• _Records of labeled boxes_

§ §

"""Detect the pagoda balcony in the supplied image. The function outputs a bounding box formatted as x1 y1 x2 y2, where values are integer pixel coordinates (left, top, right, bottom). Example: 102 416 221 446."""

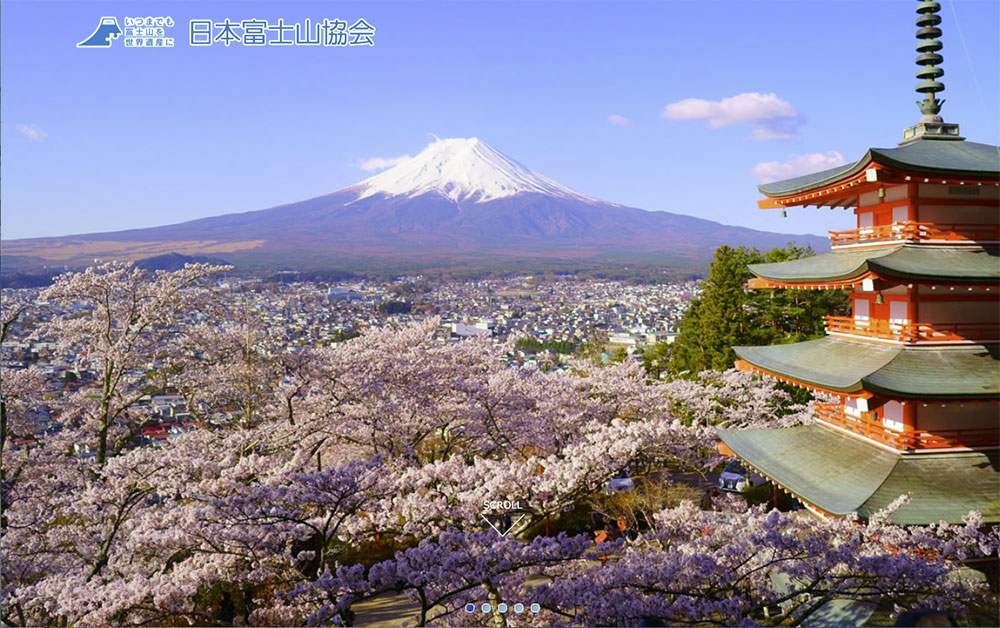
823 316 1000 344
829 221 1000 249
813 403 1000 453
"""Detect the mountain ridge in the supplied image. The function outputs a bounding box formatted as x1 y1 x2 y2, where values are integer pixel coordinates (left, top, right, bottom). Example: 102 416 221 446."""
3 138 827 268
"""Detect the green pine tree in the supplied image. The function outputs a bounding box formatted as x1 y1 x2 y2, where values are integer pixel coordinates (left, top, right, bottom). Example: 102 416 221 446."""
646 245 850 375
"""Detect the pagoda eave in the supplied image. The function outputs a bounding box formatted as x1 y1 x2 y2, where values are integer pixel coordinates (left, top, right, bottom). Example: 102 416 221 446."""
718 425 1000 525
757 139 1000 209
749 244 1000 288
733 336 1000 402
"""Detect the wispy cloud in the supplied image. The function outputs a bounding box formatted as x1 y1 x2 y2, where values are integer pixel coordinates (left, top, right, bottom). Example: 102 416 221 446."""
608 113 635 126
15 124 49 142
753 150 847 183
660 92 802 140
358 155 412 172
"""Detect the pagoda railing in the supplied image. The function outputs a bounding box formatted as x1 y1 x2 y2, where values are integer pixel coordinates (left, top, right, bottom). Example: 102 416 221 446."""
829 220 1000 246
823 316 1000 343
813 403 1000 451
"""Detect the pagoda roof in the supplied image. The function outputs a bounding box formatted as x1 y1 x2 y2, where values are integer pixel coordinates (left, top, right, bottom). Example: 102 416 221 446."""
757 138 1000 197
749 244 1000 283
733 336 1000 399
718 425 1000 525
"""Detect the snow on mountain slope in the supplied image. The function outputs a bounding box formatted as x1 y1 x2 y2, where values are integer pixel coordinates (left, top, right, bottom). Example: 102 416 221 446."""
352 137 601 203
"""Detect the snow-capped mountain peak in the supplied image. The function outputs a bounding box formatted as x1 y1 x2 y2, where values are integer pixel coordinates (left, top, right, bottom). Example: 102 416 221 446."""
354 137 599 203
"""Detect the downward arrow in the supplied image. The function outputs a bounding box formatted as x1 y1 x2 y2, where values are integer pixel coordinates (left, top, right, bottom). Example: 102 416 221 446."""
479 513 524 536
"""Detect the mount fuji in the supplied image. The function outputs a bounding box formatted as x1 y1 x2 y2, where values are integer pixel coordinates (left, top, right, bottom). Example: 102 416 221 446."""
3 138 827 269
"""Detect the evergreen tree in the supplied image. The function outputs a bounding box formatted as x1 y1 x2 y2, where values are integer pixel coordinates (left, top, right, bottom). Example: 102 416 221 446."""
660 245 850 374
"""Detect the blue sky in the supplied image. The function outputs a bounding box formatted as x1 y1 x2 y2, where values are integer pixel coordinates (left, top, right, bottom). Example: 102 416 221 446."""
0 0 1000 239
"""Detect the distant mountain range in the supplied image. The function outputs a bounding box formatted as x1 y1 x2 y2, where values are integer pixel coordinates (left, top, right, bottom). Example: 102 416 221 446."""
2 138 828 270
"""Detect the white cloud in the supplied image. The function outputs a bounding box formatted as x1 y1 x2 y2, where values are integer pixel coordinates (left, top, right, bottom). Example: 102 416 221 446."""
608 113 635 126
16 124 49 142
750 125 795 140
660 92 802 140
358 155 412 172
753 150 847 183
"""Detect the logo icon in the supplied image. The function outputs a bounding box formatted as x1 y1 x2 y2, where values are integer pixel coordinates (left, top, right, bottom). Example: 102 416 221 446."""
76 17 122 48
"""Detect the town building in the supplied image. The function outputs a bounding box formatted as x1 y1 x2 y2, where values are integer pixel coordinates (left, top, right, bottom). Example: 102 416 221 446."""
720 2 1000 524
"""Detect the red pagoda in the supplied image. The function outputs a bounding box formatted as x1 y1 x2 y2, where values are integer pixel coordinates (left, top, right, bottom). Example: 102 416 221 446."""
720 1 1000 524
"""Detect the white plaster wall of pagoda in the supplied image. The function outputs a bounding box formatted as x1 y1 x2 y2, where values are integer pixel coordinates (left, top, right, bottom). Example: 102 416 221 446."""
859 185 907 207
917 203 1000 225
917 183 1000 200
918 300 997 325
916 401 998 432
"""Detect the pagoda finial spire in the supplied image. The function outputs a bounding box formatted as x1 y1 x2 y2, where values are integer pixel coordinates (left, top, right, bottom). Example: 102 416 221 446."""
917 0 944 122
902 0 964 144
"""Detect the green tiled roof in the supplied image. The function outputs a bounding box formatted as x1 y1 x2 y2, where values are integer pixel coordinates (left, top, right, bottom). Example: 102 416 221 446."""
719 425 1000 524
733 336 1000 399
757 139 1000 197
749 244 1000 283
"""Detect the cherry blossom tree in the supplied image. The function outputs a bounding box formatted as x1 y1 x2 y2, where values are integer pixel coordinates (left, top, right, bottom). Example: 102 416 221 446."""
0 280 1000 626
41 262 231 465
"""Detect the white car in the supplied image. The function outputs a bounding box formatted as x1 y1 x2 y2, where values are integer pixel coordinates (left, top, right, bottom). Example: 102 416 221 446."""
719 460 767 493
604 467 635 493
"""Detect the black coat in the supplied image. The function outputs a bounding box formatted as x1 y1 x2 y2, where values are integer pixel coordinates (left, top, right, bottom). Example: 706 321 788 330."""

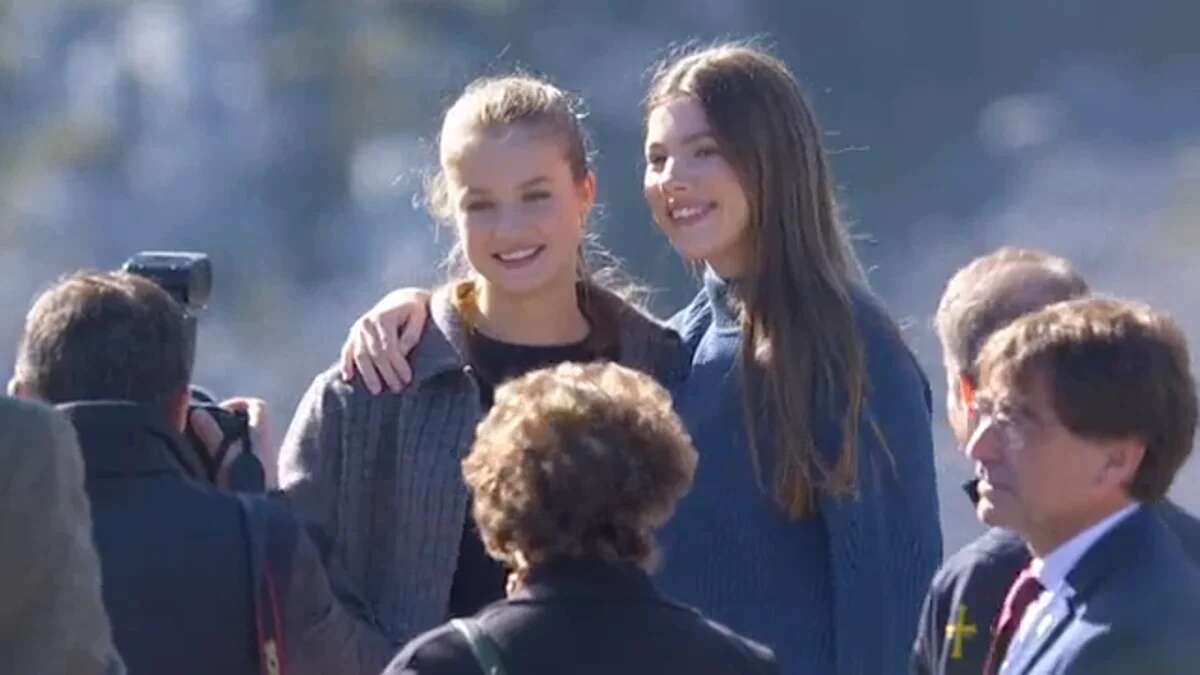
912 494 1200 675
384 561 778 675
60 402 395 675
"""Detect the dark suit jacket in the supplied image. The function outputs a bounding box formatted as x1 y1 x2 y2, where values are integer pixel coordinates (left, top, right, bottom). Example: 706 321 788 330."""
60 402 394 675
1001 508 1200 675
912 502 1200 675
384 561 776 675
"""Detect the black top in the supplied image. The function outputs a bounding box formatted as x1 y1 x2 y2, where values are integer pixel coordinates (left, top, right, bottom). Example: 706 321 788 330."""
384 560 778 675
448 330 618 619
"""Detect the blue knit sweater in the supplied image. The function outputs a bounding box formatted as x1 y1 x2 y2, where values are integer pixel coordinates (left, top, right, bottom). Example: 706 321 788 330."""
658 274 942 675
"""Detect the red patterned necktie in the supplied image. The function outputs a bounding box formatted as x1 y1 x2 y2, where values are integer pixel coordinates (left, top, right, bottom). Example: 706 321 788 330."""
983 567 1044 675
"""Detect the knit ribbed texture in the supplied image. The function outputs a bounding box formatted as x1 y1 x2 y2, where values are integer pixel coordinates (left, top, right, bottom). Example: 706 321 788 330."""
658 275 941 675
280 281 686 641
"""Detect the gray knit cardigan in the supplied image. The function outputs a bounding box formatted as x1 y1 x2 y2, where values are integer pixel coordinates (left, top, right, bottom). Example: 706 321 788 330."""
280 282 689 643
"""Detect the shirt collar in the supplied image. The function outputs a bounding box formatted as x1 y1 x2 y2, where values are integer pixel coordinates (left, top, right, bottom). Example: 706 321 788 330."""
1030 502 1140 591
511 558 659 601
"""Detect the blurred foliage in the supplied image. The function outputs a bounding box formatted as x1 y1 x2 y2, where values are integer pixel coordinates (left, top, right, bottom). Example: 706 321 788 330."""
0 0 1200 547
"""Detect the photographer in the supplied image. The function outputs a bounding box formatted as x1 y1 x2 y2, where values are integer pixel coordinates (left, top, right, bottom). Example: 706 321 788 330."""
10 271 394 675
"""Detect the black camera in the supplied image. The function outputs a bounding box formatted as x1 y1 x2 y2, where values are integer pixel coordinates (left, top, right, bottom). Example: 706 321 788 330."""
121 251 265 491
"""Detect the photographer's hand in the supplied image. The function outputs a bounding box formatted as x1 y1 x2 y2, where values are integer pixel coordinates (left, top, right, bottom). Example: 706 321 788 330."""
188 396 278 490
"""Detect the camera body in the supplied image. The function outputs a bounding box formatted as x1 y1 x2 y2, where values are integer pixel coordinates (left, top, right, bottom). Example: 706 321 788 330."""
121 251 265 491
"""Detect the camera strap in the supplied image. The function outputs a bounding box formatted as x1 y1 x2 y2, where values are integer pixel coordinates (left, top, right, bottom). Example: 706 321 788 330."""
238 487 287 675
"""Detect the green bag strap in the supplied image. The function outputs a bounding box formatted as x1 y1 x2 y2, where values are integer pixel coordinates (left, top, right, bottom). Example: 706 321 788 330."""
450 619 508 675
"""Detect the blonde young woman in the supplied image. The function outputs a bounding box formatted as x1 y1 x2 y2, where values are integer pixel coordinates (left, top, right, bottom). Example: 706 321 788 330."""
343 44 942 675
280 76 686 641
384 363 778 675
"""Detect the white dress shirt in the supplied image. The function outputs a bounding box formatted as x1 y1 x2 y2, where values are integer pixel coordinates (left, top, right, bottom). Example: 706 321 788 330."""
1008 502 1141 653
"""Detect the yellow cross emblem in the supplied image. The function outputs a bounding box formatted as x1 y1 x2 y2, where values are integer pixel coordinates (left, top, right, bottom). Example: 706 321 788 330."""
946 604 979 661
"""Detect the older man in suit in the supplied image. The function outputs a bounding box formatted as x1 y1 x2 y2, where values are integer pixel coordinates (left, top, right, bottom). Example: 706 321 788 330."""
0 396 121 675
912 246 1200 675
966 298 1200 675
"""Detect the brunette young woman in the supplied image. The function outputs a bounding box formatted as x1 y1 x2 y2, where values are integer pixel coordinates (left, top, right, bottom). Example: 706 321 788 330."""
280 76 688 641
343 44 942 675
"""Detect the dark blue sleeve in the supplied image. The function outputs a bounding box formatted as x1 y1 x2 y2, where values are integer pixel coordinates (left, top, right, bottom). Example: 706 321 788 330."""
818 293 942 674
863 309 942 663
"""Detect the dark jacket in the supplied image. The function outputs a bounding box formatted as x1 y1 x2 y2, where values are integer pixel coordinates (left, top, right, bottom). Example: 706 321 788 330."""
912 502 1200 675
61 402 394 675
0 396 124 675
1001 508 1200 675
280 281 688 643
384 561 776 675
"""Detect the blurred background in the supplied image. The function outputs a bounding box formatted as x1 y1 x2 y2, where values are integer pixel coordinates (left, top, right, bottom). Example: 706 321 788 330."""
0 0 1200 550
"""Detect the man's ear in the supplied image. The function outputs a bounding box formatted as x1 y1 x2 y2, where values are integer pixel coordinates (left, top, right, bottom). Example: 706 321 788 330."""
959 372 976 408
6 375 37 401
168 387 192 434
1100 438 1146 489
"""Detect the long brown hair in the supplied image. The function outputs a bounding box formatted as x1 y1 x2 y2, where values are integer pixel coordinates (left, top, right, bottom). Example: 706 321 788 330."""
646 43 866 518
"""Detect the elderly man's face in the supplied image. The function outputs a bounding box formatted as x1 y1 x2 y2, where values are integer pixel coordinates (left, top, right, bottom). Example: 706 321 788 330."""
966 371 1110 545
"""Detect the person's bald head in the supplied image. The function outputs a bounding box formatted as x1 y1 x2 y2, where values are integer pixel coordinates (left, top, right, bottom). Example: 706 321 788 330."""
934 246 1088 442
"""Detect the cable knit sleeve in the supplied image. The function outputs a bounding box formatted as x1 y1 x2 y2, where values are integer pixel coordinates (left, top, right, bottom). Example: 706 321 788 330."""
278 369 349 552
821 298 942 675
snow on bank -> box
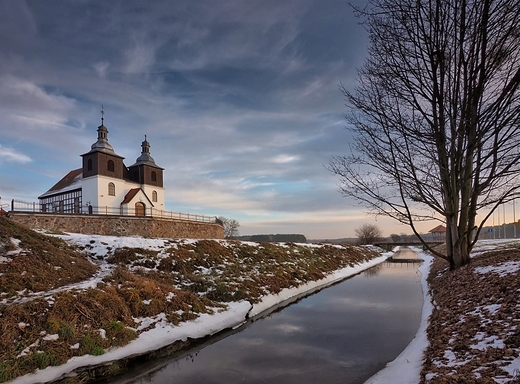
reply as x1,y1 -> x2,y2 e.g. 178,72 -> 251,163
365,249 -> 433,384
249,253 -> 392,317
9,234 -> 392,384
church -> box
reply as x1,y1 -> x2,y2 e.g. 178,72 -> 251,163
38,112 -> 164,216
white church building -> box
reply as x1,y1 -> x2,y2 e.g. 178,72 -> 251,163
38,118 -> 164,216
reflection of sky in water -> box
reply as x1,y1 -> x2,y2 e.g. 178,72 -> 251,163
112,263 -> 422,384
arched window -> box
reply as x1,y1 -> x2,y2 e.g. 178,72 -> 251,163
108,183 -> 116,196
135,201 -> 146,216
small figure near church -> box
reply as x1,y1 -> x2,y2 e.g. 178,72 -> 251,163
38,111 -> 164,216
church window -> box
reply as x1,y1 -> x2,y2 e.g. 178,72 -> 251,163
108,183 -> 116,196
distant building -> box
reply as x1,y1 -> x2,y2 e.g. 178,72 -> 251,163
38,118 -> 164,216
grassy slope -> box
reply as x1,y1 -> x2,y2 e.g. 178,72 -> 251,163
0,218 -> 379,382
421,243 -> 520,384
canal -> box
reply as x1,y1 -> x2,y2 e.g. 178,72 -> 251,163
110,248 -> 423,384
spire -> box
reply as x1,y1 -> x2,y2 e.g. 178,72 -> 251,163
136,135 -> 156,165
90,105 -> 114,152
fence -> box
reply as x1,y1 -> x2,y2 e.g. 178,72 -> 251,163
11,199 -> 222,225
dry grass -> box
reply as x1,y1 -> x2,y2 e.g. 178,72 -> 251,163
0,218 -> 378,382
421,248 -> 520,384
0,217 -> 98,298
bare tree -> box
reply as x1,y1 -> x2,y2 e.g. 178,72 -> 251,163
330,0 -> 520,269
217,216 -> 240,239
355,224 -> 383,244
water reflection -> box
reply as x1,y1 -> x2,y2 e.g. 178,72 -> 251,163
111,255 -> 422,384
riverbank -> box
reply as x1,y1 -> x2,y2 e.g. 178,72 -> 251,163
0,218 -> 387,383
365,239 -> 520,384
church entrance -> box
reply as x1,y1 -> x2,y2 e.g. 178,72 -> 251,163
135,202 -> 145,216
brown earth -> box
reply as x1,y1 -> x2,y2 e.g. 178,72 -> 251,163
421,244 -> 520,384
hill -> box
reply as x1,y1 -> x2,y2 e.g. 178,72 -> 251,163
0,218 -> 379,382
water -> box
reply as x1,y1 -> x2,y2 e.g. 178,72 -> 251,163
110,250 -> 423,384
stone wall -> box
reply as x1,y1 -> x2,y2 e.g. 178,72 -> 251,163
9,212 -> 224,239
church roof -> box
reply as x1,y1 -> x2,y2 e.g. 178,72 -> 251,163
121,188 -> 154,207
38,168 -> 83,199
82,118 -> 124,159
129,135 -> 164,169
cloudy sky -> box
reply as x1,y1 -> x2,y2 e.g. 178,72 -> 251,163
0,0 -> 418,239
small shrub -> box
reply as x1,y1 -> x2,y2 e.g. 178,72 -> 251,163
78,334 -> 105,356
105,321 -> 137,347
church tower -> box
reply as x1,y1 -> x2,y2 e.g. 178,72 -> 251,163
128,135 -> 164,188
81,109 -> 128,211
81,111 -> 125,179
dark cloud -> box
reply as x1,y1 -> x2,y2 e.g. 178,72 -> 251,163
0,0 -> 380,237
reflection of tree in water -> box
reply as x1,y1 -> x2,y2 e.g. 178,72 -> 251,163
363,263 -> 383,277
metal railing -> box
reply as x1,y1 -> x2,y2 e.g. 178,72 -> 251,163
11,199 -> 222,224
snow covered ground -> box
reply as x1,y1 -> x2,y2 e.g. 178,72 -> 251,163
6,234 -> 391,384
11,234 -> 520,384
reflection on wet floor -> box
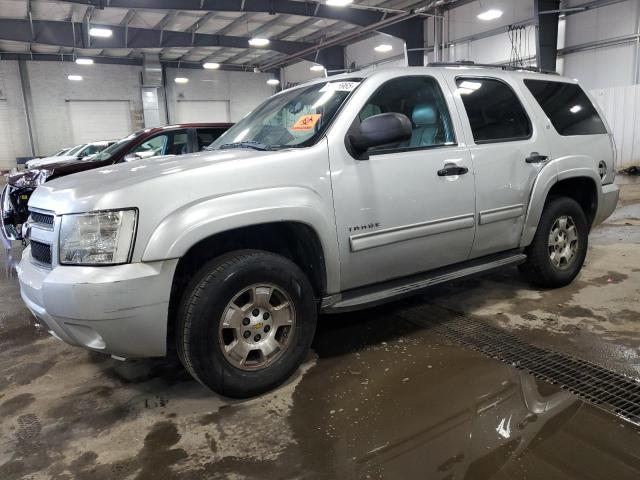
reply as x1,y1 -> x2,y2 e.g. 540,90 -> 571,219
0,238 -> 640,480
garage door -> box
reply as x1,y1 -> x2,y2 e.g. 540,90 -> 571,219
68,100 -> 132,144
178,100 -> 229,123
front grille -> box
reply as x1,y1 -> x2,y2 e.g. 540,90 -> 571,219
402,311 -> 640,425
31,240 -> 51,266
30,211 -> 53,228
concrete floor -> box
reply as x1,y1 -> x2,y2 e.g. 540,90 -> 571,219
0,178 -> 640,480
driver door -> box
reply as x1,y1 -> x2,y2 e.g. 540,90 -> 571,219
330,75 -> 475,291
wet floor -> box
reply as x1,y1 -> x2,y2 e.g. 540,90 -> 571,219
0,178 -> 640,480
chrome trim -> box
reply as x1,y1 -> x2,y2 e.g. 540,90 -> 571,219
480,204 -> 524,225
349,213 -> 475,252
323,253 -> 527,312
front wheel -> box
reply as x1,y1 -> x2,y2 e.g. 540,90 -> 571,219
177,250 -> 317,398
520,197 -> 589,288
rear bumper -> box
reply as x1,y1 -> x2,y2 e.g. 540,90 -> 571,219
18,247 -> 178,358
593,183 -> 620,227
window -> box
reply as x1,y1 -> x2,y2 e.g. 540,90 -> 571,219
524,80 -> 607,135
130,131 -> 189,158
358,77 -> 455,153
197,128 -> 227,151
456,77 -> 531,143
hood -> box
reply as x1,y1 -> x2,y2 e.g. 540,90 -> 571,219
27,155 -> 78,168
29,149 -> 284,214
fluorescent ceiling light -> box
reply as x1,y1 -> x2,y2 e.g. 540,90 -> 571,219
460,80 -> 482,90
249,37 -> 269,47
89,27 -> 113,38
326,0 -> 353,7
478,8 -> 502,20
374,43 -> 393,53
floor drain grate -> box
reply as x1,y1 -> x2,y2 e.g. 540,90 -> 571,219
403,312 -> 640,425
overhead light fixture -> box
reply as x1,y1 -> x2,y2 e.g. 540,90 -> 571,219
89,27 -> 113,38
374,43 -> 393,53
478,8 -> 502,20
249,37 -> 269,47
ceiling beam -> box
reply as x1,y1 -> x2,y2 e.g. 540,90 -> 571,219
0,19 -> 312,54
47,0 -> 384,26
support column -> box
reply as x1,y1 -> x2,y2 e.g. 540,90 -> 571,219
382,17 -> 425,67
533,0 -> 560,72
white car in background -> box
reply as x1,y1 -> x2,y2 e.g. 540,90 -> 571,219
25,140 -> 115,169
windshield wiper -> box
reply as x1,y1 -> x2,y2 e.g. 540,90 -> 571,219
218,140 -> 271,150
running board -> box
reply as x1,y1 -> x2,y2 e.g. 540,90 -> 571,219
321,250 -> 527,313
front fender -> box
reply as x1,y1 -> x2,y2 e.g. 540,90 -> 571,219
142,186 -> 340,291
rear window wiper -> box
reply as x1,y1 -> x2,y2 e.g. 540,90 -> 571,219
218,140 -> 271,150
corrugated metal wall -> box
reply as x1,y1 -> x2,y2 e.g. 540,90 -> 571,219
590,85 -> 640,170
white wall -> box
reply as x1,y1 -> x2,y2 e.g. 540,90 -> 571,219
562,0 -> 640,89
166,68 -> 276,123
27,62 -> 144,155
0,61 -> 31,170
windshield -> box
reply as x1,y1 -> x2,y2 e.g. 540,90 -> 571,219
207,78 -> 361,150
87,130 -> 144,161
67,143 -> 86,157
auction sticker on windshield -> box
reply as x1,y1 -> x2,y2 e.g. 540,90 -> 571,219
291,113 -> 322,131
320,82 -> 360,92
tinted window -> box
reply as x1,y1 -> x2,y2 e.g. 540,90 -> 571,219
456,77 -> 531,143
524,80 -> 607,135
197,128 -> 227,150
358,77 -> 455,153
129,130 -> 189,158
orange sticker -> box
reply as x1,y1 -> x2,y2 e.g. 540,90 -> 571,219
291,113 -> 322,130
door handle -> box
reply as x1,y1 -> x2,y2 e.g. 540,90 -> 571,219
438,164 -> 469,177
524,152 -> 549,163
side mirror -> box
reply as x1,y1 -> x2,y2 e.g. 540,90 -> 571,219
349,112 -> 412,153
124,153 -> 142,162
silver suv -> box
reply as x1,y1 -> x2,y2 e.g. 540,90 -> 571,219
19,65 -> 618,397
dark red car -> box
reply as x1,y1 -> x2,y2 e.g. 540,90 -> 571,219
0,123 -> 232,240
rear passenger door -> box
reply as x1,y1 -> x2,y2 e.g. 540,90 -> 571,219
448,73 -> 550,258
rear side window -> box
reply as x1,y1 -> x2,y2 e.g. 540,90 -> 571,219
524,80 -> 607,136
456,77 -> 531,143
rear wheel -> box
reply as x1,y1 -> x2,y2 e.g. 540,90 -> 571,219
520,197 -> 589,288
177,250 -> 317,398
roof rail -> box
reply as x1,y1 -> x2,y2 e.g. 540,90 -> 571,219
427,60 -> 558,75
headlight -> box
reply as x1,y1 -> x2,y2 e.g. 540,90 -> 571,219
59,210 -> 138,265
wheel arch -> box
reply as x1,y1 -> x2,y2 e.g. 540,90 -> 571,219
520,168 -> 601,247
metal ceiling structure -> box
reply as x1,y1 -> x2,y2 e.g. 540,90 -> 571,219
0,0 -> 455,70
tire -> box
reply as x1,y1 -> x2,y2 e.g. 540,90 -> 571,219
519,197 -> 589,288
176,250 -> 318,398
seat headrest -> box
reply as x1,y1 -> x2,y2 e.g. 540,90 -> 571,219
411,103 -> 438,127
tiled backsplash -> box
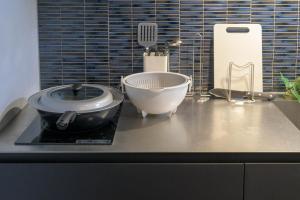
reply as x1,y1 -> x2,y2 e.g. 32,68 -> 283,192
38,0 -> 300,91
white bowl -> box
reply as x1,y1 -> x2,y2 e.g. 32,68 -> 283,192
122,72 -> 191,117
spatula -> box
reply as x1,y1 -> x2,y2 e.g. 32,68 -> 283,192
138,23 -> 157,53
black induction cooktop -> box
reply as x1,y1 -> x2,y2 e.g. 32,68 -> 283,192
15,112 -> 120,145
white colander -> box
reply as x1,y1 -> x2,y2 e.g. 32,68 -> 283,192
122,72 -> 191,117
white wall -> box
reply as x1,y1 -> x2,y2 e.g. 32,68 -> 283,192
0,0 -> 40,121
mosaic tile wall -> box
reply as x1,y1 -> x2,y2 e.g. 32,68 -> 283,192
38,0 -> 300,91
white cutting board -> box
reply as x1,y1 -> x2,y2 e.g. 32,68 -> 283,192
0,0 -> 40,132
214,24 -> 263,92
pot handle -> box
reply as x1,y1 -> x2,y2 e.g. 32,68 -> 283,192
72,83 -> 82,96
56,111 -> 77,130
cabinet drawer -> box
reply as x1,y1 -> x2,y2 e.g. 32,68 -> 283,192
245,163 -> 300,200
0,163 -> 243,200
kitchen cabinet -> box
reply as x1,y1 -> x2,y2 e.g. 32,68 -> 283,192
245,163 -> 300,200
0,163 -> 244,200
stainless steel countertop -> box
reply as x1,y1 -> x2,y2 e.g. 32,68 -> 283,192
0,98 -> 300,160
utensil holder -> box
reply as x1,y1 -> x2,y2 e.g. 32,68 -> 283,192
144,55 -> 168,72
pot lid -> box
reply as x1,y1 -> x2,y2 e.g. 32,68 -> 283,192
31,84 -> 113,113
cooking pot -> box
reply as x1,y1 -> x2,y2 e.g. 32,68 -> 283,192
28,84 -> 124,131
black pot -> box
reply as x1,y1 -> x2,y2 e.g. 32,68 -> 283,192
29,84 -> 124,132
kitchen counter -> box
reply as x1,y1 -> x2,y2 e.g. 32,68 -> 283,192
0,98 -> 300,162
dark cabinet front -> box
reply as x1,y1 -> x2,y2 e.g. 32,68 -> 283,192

§ §

• _Aim of the exercise_
Return the data lines above exactly, starting at the line that contains "the photographer in" and ending at the line that contains "10 271 394 675", including both of those lines.

• _Correct result_
"""Detect the photographer in the supplied image. The function outputs a bounding box formatted as x1 y1 x2 y2, where values are integer pixel coordinates (left, top, right, bottom). Example: 706 321 788 330."""
10 271 394 675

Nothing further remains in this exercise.